> _Série d'exercices_:
[a] Dans l'extrait fourni, relevez les verbes écrits entièrement en majuscules qui ouvrent un paragraphe. Donnez chacun une seule fois, dans l'ordre où il apparaît.
[b] Reproduisez fidèlement le passage de l'extrait fourni qui commence par « Dès lors statuant » et se poursuit jusqu'à « des garanties facultatives. ».

--- Extrait fourni ---

JUGER que l'action judiciaire de monsieur [P] et madame [P] épouse [J] est fondée sur la responsabilité contractuelle de droit commun de la société POLYBATIC au visa de l'ancien article 1147 du Code civil.

JUGER que la société AXA FRANCE IARD est l'assureur « Responsabilité Civile Décennale » à l'exclusion de toute autre garantie à la date d'introduction de la présente instance.

JUGER que l'action judiciaire de monsieur [P] et madame [P] épouse [J] est forclose.

Par conséquent,

CONFIRMER le jugement rendu le 15 mai 2018 par le Tribunal de Grande Instance d'AIX-EN-PROVENCE

DEBOUTER monsieur [P] et mademoiselle [P] de l'ensemble de leurs demandes, fins et conclusions dirigées contre la société AXA FRANCE IARD.

A titre subsidiaire,

Si par extraordinaire, la Cour de céans devait retenir la garantie de la société AXA FRANCE

IARD, il conviendrait alors d'infirmer le jugement rendu le 15 mai 2018 par le Tribunal de Grande Instance d'AIX-EN-PROVENCE en ce qu'il a considéré la responsabilité de la société POLYBATIC entière et le confirmer sur le montant des travaux de reprise.

En effet il ressort du rapport d'expertise, que monsieur [P] a contribué à la réalisation du dommage en refusant de communiqué à l'expert judiciaire une partie des pièces techniques de son dossier, à savoir le rapport d'expertise judiciaire établi par Monsieur [S] en 1995, dont le géologue [M] dont les recommandations n'ont pas été suivies était sapiteur.

Dès lors statuant à nouveau,

JUGER que le maître de l'ouvrage est en partie responsable des désordres qu'il a subis et que la responsabilité de la société POLYBATIC ne pourra être supérieure à 50%.

LIMITER le montant des travaux de reprise à la somme de 214.148,40 € TTC.

En tout état de cause,

JUGER que la société AXA FRANCE IARD est recevable et bien fondée à opposer ses franchises contractuelles à son assuré et aux tiers s'agissant des garanties facultatives.

--- Matériel recensé ---

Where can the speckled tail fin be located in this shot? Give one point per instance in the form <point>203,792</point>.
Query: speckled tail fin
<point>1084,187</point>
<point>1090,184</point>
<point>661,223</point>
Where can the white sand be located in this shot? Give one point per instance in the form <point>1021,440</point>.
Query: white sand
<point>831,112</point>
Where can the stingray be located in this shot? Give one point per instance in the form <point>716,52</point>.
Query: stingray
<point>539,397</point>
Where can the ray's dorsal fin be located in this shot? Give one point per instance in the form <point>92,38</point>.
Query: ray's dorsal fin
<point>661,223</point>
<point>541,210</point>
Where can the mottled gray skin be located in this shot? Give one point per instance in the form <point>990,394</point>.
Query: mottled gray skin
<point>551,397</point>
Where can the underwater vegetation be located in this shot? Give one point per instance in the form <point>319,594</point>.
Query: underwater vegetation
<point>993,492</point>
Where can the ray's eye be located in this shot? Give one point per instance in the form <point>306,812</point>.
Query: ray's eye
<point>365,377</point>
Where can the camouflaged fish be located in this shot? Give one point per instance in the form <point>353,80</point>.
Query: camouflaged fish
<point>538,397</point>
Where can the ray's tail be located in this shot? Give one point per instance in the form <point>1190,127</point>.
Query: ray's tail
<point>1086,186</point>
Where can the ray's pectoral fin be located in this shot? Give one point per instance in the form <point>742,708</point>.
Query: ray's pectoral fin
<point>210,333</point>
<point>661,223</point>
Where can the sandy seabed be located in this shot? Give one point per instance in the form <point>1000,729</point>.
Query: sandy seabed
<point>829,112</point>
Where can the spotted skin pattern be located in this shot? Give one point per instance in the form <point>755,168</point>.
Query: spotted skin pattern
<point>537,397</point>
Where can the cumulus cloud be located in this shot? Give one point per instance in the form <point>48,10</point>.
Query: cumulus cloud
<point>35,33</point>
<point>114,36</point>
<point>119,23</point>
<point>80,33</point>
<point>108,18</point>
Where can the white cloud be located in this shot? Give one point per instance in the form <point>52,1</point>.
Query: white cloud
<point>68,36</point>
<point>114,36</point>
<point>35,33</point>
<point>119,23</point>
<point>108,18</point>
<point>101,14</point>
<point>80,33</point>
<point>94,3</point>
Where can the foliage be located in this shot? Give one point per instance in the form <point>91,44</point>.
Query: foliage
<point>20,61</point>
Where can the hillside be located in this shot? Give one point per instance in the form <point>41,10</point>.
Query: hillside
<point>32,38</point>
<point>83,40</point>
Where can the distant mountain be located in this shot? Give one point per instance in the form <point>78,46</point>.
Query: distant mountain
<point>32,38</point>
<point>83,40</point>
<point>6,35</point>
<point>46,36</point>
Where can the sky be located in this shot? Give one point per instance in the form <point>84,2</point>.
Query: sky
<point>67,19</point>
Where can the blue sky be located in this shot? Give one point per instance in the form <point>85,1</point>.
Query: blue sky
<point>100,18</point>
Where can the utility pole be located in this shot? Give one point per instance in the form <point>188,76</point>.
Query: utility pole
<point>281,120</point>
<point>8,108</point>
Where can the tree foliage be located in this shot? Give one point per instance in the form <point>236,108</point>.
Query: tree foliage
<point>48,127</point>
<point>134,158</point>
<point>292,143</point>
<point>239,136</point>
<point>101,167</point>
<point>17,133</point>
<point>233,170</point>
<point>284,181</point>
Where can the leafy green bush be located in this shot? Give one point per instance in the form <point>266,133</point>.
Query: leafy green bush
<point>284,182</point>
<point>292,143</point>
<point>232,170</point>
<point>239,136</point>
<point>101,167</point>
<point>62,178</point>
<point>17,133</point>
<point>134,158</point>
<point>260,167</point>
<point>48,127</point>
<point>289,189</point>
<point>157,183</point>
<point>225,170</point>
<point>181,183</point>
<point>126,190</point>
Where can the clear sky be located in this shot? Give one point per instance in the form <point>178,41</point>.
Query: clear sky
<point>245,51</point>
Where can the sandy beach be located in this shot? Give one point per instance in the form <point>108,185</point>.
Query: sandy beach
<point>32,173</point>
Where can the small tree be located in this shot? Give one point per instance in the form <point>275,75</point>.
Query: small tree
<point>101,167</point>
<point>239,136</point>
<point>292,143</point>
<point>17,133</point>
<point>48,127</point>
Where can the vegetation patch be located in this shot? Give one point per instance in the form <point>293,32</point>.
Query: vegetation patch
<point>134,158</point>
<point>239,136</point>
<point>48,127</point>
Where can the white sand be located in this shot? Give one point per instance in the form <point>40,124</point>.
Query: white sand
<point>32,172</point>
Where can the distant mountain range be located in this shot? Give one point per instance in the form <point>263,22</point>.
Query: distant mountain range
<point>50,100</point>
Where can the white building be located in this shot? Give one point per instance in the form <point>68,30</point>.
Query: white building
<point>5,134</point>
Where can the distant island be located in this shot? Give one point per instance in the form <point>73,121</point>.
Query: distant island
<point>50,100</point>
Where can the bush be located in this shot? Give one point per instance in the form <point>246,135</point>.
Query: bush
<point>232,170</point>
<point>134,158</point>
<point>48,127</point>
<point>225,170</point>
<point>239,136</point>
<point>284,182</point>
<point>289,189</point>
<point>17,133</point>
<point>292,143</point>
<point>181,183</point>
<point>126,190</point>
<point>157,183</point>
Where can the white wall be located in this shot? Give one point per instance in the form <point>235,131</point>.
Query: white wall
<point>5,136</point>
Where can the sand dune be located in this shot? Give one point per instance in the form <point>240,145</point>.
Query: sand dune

---

> _Résultats par tâche_:
[a] JUGER, CONFIRMER, DEBOUTER, LIMITER

[b]
Dès lors statuant à nouveau,

JUGER que le maître de l'ouvrage est en partie responsable des désordres qu'il a subis et que la responsabilité de la société POLYBATIC ne pourra être supérieure à 50%.

LIMITER le montant des travaux de reprise à la somme de 214.148,40 € TTC.

En tout état de cause,

JUGER que la société AXA FRANCE IARD est recevable et bien fondée à opposer ses franchises contractuelles à son assuré et aux tiers s'agissant des garanties facultatives.